_Activity_
Filter the entries that follow, copying every line in which the word "salad" appears.

_Input_

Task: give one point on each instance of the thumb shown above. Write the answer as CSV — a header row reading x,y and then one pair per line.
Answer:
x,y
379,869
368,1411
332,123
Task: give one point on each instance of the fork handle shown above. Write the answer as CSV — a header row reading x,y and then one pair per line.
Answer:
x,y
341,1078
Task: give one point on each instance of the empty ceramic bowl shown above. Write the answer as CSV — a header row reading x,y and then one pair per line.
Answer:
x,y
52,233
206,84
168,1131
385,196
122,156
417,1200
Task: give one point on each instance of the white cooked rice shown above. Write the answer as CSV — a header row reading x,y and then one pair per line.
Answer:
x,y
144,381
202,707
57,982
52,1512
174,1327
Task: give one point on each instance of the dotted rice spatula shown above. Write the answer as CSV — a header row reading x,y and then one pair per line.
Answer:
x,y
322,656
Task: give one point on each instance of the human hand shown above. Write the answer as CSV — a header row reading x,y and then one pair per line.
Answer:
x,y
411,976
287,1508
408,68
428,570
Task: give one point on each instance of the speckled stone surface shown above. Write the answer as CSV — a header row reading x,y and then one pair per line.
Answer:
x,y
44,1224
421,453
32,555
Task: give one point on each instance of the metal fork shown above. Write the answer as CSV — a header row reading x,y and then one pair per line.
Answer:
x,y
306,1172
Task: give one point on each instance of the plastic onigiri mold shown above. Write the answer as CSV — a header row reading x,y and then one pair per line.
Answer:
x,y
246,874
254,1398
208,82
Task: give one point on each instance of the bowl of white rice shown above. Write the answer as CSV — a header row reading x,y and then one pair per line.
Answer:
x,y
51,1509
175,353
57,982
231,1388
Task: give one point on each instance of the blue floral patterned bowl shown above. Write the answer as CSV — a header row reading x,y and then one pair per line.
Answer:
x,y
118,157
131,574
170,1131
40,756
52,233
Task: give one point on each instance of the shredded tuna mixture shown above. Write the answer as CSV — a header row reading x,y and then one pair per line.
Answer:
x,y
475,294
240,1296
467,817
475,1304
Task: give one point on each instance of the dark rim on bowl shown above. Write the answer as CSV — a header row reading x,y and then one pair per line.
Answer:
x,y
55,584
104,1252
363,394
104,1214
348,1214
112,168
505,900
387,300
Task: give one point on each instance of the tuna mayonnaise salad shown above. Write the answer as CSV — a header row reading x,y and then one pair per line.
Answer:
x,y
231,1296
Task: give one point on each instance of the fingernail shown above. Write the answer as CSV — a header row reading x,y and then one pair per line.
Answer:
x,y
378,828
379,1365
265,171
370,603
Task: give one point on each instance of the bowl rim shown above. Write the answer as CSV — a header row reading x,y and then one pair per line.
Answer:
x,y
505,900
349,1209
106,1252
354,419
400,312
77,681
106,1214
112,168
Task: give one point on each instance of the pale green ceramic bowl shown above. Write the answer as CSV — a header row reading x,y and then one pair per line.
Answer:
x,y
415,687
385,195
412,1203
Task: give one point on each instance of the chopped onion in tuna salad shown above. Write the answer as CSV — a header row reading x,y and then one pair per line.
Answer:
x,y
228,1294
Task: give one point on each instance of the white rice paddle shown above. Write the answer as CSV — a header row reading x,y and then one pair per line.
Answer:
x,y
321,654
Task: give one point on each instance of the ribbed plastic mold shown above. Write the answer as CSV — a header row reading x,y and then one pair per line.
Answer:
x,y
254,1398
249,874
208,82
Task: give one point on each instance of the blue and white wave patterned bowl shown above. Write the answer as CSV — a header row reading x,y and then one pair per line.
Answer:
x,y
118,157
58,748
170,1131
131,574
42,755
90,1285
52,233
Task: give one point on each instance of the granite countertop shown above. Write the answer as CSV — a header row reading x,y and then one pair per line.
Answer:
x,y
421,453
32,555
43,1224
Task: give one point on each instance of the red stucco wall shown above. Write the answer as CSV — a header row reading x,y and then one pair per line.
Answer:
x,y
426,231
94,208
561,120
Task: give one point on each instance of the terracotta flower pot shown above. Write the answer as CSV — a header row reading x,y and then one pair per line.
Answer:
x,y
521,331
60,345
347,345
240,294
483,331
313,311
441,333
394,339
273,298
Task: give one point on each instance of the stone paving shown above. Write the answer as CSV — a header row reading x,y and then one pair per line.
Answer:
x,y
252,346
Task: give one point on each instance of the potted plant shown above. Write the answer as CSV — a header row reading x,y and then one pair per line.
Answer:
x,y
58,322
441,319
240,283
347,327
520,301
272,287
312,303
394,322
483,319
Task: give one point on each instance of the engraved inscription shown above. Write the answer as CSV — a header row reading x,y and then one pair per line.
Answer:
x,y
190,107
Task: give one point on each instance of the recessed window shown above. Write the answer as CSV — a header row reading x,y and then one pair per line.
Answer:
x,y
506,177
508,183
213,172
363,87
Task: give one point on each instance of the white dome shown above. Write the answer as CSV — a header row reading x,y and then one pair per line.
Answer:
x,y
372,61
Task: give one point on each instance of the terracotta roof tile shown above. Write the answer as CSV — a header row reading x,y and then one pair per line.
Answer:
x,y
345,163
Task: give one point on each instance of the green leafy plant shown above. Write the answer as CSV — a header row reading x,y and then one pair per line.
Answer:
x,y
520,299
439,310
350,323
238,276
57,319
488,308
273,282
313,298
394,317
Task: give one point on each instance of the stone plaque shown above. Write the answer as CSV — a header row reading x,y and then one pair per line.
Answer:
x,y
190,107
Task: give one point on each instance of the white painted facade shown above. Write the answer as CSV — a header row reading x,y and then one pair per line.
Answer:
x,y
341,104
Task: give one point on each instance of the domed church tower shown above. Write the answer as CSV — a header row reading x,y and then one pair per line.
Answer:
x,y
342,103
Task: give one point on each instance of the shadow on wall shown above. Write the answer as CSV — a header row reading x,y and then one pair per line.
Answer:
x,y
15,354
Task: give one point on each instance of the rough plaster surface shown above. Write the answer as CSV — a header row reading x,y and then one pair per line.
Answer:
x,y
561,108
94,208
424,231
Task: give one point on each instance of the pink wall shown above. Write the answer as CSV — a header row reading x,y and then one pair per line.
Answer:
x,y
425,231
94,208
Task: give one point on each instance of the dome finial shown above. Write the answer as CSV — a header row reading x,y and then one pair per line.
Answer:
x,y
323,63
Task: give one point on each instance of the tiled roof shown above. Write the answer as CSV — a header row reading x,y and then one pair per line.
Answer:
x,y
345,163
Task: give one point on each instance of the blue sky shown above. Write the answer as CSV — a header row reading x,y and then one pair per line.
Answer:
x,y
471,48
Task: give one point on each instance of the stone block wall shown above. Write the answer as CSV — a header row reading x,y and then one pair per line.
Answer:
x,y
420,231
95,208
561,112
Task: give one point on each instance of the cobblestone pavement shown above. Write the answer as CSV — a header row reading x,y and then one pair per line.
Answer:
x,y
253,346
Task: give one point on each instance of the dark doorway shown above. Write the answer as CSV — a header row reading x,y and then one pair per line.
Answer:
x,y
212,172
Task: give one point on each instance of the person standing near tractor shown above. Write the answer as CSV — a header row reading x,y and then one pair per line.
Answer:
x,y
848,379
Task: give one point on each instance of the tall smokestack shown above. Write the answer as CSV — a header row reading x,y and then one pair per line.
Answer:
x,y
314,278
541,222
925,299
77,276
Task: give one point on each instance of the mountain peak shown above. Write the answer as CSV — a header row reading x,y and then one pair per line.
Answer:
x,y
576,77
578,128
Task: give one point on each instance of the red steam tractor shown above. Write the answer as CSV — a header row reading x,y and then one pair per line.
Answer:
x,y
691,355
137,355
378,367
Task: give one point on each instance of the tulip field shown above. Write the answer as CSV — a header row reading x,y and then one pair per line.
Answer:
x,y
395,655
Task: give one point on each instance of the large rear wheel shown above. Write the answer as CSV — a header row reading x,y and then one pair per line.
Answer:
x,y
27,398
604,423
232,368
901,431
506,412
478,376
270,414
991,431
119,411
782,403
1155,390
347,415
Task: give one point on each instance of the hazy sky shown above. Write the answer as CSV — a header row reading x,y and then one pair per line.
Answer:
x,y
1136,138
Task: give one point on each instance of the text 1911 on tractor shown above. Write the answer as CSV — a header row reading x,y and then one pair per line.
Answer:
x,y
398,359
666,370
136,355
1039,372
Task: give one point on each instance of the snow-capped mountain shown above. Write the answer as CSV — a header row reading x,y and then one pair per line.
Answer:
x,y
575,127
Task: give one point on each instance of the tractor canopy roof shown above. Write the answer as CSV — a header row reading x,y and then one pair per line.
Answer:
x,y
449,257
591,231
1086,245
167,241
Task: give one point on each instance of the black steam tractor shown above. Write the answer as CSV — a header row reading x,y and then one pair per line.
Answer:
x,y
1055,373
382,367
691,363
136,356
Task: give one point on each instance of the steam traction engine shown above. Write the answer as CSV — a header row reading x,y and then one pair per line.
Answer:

_Result of this exercise_
Task: give one point on each instance of the tuna mayonnaise salad shown above. Write the answer as CSV — a header row reading x,y and then one pair per line.
Task: give one point on each instance of the chopped onion in tuna salad shown above. Write the answer as CSV — a header row reading x,y and then one pair per line.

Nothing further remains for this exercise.